* _TASK DESCRIPTION_: Go through the entries below. Copy each line in which "water" appears.

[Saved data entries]
╭──

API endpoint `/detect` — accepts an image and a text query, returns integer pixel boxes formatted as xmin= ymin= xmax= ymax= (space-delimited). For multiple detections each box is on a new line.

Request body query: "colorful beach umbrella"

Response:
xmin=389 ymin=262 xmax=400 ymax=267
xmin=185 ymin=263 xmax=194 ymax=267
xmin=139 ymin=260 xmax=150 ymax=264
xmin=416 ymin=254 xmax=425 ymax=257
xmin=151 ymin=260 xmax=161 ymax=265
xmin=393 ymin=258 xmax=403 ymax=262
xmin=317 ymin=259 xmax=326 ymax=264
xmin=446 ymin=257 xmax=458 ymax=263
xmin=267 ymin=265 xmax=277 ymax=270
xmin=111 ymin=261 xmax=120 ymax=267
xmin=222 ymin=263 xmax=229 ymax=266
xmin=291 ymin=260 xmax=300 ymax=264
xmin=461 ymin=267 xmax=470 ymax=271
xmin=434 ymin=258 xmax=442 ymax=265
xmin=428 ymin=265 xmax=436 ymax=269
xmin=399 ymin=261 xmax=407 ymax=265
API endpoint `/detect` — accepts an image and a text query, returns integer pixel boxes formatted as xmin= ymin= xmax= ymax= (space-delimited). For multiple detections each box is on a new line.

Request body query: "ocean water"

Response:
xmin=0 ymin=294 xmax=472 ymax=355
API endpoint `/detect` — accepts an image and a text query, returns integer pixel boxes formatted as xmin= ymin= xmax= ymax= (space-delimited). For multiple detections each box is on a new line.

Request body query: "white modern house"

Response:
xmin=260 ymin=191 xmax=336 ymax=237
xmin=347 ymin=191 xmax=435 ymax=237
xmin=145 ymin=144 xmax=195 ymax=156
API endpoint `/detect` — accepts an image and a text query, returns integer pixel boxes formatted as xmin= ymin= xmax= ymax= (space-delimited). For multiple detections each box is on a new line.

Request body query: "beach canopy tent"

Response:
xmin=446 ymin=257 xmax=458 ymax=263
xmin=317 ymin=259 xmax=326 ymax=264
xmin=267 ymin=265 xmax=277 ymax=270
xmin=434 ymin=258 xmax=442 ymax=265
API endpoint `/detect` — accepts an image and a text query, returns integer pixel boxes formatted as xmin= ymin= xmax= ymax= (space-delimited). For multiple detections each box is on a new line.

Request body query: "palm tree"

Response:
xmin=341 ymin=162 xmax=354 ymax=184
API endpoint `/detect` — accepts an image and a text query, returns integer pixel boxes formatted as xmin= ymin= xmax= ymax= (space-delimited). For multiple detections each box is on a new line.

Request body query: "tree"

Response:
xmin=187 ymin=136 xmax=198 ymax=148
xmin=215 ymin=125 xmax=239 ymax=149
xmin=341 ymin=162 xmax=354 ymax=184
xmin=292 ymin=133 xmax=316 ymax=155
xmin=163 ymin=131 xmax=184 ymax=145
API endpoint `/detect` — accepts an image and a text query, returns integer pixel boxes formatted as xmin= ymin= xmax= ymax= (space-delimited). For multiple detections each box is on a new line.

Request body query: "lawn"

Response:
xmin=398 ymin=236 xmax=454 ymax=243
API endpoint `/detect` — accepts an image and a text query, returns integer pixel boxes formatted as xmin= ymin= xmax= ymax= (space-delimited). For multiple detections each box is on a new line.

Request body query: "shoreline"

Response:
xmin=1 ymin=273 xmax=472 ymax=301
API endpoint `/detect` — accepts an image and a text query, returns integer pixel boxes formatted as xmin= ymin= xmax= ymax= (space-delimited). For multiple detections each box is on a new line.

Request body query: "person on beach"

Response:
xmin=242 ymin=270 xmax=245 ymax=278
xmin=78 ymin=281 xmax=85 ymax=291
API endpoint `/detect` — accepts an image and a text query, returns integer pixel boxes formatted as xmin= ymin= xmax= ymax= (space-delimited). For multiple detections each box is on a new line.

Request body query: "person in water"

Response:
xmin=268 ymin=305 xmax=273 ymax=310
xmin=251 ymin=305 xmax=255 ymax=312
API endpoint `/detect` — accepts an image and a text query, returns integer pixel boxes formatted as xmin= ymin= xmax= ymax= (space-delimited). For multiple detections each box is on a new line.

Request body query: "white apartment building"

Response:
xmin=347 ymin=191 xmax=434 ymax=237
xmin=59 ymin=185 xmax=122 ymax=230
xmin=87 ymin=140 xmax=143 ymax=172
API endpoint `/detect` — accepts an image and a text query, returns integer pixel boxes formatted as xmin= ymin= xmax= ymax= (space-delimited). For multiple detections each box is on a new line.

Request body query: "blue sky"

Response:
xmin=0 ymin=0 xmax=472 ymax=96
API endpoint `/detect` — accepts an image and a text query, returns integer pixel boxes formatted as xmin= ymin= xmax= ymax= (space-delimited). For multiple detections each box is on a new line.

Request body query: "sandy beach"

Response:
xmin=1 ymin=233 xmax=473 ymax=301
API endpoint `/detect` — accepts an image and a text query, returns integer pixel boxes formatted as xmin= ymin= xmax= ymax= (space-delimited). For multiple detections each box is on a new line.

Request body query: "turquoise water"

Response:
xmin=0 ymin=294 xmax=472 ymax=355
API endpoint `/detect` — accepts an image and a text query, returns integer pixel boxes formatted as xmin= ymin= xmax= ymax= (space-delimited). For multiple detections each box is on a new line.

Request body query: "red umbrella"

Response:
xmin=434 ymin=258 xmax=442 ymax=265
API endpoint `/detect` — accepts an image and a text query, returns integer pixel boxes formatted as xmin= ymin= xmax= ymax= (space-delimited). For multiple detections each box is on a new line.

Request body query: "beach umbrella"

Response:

╰──

* _RESULT_:
Request body query: "ocean water"
Request body query: "person in water"
Request body query: "turquoise water"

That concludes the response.